### EXCERPTED TEXT
+++
ALS: A New Therapy May Be In Sight

Health Wellness

Amyotrophic lateral sclerosis (ALS) is a neurodegenerative condition that affects a person’s motor neurons.

According to the National Institute of Neurological Disorders and Stroke (NINDS), people with ALS experience gradual paralysis, which often results in death from respiratory failure within 3–5 years. Approximately 10 percent of people who have the condition, however, go on to live for 10 years.

The NINDS also quote the Centers for Disease Control and Prevention’s (CDC) 2016 estimate that 14,000–15,000 people in the United States have the condition. ALS currently has no known cure.

The U.S. Food and Drug Administration (FDA) has only approved two drugs that slow down the disease, albeit modestly: riluzole and edaravone. Clinical trials have shown that riluzole extends survival by a few months, while edaravone improves the daily functioning of people with ALS.

Generally, however, individuals living with ALS mainly benefit from supportive or palliative care.

New research may help change these limited treatment options, as scientists have uncovered a gene which could serve as a new drug target.
+++
### ENTRIES SHOWN
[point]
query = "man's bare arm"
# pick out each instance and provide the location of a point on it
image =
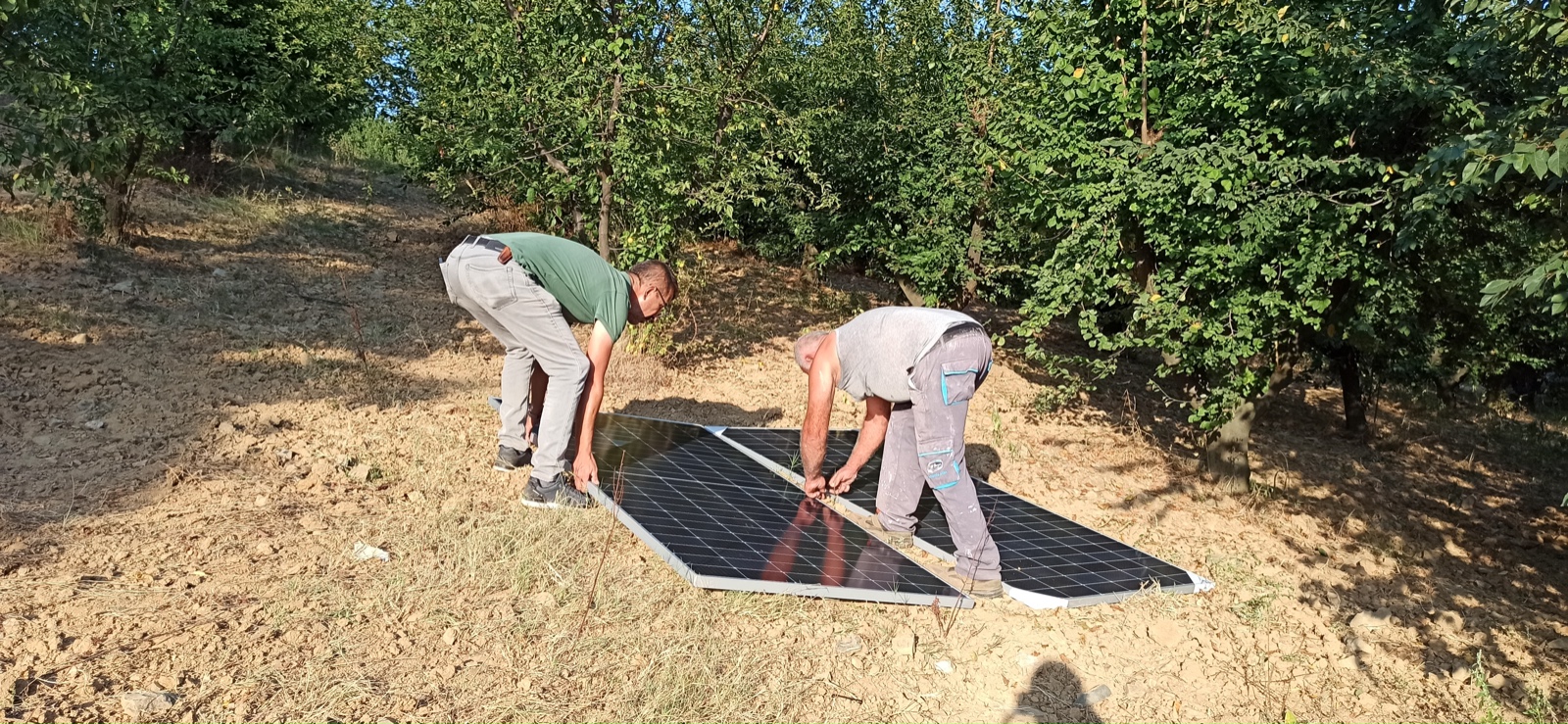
+++
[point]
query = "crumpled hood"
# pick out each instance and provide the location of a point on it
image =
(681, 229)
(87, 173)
+++
### THINGS TO DO
a) Answer each question from the ALS article:
(i) What share of people with ALS go on to live for 10 years?
(ii) According to the CDC's 2016 estimate, how many people in the United States have ALS?
(iii) Which FDA-approved drug has been shown to extend survival by a few months?
b) Resume the ALS article, beginning after its last sentence.
The material is separate from the ALS article and has no connection to it.

### YOUR RESPONSES
a)
(i) Approximately 10 percent.
(ii) 14,000–15,000 people.
(iii) Riluzole.

b)
Joseph Klim, a postdoctoral fellow in the Harvard Department of Stem Cell and Regenerative Biology in Cambridge, MA, is the first author of the new paper, which appears in the journal Nature Neuroscience.

‘Experiments provide great hope for patients’

Previous research has found that the protein TDP-43 aggregates in the neurons of people with ALS. Instead of remaining in the nucleus of these cells — as it would in a healthy neuron — in ALS, the protein leaves the nucleus and accumulates in the cell’s cytoplasm.

This discovery led researchers to believe that the neurons’ “trash-disposal” system was genetically faulty in a way that affected TDP-43, but they did not know which genes were responsible.